A interferência é tamanha que através da moda percebemos a ocorrência de frequentes mudanças e transformações envolvendo não só a estética dos produtos como aspectos sociais, ambientais, econômicos e políticos. Além disso, a indústria da moda é operacionalizada por processos e stakeholders - os diversos envolvidos na cadeia - desde a extração da matéria-prima até o fim da vida útil dos produtos. Nesse sentido, a moda sai na frente como o ponto de partida onde o novo e a cultura da novidade materializam-se como fatores de estratificação social, diferenciação, construção de identidades e forma de comunicação. Quando me visto, digo algo ao mundo sobre o que sou ou acredito. Posso me sentir incluído e validado por uma marca, em outro momento posso rejeitá-la pela falta de posicionamento em questões relevantes, ou questioná-la sobre seus valores e propósito, caso pareça vaga ou com ações destoantes dos discursos.

No âmbito da cadeia têxtil e de confecção, com seus processos e empresas atuando no desenvolvimento de produtos de moda, é preciso um olhar atento para os diversos momentos dessa produção, da extração da matéria-prima, preparação dos tecidos, confecção, distribuição, passando pela fase do uso e o posterior descarte. Tudo isso é feito por milhares de trabalhadores, além de envolver o design, a inovação, a criatividade, pensando em formas de produção que causem menos impactos negativos para as pessoas e o planeta, rumo a um desenvolvimento mais sustentável: é preciso equilibrar os pilares econômico, ambiental e social, os quais são perpassados pelo pilar cultural, que começou a ser considerado a partir da virada do milênio. A inserção do pilar cultural somando-se ao famoso Triple Bottom Line de Jonh Elkington na década de 90, foi uma inciativa do australiano Jon Hawkes em 2001. Desde então, as possibilidades de pesquisas e discussões sobre moda ampliaram-se muito, principalmente em nível educacional, mantendo viva a discussão de um setor que impacta o mundo e as pessoas de diversas formas. Podemos até não dar importância à moda, mas é impossível ignorá-la. E mesmo quem ficou descontente com os rumos da moda a partir da globalização, quando a produção de moda em nível mundial deslocou-se para países com mão-de-obra de baixo custo, percebeu que através da cultura consegue-se abordar pontos sociais sensíveis, tais quais a erradicação da pobreza, a educação e a consolidação da cidadania e das políticas de inclusão e diversidade.

-*-

OBJETIVO:
Indique, com base no trecho fornecido, quem tomou a iniciativa de inserir o pilar cultural e em que ano.

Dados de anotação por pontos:

-*-

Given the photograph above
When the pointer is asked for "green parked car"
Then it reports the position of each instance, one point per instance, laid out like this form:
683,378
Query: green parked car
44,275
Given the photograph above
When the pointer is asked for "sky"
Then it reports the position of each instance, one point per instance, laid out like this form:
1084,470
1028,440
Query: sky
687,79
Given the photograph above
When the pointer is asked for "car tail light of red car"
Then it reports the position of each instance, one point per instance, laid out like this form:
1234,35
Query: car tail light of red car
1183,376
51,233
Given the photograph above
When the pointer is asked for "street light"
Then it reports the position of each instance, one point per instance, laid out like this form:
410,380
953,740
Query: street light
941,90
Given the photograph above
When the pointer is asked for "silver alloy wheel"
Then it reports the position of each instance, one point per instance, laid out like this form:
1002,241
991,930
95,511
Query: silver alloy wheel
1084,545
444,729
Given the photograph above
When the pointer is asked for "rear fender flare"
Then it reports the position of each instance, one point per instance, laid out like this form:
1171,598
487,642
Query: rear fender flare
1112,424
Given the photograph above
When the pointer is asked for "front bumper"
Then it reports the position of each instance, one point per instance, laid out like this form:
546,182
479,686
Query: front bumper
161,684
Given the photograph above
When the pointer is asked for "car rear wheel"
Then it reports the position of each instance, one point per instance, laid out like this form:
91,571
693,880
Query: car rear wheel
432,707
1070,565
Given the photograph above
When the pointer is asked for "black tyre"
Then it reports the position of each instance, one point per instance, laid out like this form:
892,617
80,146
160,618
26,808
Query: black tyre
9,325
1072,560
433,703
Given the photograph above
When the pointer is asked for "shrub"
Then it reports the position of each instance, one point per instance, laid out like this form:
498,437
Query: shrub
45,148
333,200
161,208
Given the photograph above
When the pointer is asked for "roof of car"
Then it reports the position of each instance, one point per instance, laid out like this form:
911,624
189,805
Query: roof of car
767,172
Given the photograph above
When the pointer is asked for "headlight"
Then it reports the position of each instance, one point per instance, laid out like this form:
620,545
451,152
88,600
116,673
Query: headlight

-*-

SOLUÇÃO DO EXERCÍCIO:
O australiano Jon Hawkes, em 2001.